What to do:
Keep the pictures out of the copy and repeat the records exactly.

Exercise data:
★ ★ ★
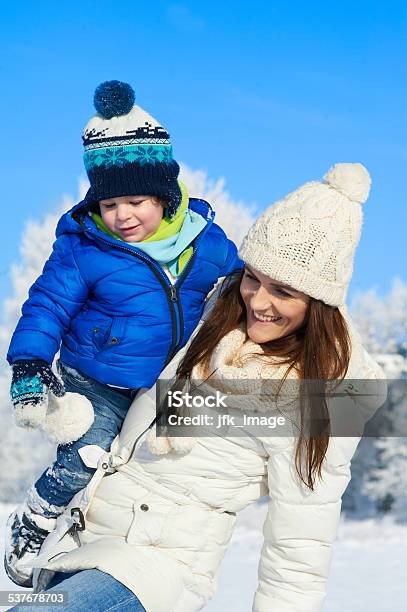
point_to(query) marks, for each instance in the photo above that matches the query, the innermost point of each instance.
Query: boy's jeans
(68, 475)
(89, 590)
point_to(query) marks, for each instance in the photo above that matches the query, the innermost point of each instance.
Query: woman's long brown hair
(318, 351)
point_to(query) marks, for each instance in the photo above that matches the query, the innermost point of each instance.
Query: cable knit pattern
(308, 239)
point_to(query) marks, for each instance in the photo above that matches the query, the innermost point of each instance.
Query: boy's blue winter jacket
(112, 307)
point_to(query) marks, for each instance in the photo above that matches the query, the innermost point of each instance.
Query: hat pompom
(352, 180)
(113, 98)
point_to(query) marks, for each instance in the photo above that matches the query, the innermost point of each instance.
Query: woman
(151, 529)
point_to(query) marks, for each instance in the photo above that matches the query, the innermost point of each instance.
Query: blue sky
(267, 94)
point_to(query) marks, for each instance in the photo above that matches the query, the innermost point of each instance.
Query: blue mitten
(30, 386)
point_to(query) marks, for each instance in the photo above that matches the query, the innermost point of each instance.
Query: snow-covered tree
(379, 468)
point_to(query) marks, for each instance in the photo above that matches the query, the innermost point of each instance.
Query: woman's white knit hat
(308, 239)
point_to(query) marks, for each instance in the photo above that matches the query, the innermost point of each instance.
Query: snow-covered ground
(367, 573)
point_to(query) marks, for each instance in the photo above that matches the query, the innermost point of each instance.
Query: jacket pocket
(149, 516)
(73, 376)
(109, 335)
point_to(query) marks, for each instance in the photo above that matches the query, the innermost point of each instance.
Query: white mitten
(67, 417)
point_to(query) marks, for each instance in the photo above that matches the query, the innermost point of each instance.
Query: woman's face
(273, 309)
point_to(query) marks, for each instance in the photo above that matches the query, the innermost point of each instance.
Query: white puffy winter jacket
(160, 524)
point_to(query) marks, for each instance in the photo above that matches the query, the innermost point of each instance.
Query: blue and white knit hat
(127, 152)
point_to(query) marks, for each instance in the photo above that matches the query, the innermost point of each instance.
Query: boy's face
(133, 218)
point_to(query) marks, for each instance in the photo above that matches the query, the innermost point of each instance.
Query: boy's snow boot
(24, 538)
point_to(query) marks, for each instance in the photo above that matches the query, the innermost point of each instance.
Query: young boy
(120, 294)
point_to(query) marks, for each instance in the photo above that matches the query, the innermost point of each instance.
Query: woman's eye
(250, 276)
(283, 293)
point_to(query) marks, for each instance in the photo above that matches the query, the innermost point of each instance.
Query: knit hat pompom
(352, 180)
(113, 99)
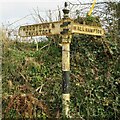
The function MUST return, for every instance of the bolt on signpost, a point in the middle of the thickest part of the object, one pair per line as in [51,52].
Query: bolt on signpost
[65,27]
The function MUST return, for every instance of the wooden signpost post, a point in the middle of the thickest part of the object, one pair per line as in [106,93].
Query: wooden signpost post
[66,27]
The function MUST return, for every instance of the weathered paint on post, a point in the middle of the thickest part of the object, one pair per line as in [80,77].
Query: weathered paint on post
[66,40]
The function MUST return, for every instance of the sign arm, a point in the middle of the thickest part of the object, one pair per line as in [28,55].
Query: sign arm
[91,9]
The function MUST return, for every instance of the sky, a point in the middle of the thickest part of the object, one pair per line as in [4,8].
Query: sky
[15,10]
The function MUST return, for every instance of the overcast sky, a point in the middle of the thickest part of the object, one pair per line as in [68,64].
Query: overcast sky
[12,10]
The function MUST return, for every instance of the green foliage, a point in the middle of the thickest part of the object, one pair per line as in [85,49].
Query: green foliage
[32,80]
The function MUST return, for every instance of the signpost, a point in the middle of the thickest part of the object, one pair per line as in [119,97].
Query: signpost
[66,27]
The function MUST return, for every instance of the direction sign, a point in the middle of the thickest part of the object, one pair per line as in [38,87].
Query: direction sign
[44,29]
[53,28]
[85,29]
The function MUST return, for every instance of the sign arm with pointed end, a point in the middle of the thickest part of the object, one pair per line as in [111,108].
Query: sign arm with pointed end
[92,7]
★ ★ ★
Result of the exercise:
point_to(query) marks, for each instance in the photo above that matches the query, the innermost point of each instance.
Query: boy's jeans
(68, 475)
(89, 590)
point_to(query) marks, for each instance in the photo above that matches the query, the innermost point of each instance.
Query: woman's long brown hair
(318, 351)
point_to(query) marks, for each instance in the photo above that matches the query, the innermost point of each instance.
Query: cable knit pattern
(308, 239)
point_to(query) marks, for each instance in the photo above that matches the query, the innermost point of each instance.
Query: boy's blue winter jacket
(112, 307)
point_to(query) marks, for each instance in the photo above that matches the query, the innermost point of each instance.
Query: hat pompom
(352, 180)
(113, 98)
point_to(query) marks, for each instance in the photo above that matches the query, the innermost point of each instance.
Query: woman
(151, 529)
point_to(query) marks, for each instance in the photo above that matches the query, the innermost point of each instance.
Query: blue sky
(267, 94)
point_to(query) marks, for each instance in the photo above that matches the query, the innermost point of each instance.
Query: blue mitten
(30, 386)
point_to(query) marks, for each instance in the photo above that matches the query, the innermost point of each instance.
Query: snow-covered tree
(379, 468)
point_to(query) marks, for each instance in the photo above that matches the query, the innermost point of each instance.
Query: woman's white knit hat
(308, 239)
point_to(query) marks, for each instance in the photo above that matches the query, the innermost point of each instance.
Query: snow-covered ground
(367, 573)
point_to(query) marks, for each instance in the photo above that matches the query, the innermost point of each instance.
Query: jacket pocket
(149, 516)
(73, 376)
(109, 335)
point_to(query) marks, for each instance in the photo above that matches the query, the innermost point of each instance.
Query: white mitten
(67, 417)
point_to(query) marks, for each instance in the photo above that matches the query, the innermost point of each instance.
Query: woman's face
(273, 309)
point_to(query) marks, for each instance in the photo above that matches the query, the innermost point of each instance.
Query: white puffy winter jacket
(160, 524)
point_to(query) marks, for each instance in the photo above that matches the query, the innermost point of each instance.
Query: blue and white knit hat
(127, 152)
point_to(query) marks, for each instance in the photo above that matches the query, the innermost point of each instance.
Query: boy's face
(133, 218)
point_to(query) marks, for each instance in the photo above that matches the query, the innermost point of each instance.
Query: boy's snow boot
(24, 538)
point_to(query) marks, for each instance in the photo above that matches the query, the innermost point of each instance.
Query: young boy
(120, 294)
point_to(query) marks, for each instance in the photo above that matches the query, the innermost point of each instance.
Query: woman's eye
(250, 276)
(283, 293)
point_to(query) marks, for each instance in the photo above that matches the query, the innermost point of each instance.
Query: knit hat pompom
(352, 180)
(113, 99)
The function MUST return, for every instance of the bolt on signpost, a point in the middle of the thickest part of the object, one pair per line as in [51,52].
Query: bolt on signpost
[65,27]
The function MUST return, for every instance of the wooden signpost post, a point in the middle of the thickest part of the object, one pair per line as in [106,93].
Query: wooden signpost post
[66,27]
The function MUST return, for every instance of the weathered paint on post, a point in the middle of the thickest part of the object, one pair per line as in [80,77].
Query: weathered paint on post
[66,40]
The function MUST return, for every instance of the sign arm, a point in the middle of the thickest part of the object, one pair per line as in [28,55].
Query: sign arm
[91,9]
The function MUST return, for every instance of the sky, a point in the middle of the thickest part of the object, one pair per line as in [4,8].
Query: sky
[15,10]
The function MUST return, for every instance of the overcast sky, a point in the middle of the thickest part of the object, one pair per line as in [68,64].
Query: overcast sky
[12,10]
The function MUST return, for every instance of the green foliage, a point in the middle of the thickest part of the object, one pair per line as in [85,49].
Query: green foliage
[32,80]
The function MUST return, for every instance of the signpost, a point in the middle of the thickest part of the object, one pair per line as in [119,97].
Query: signpost
[66,27]
The function MUST return, for every instance of the direction sign, a point in the middle of the thickest part of the object, one pair per line as in [38,87].
Query: direction sign
[44,29]
[53,28]
[85,29]
The function MUST return, for every instance of the sign arm with pointed end, a point in the middle of the thickest part of the object, one pair per line as in [111,108].
Query: sign arm with pointed end
[92,7]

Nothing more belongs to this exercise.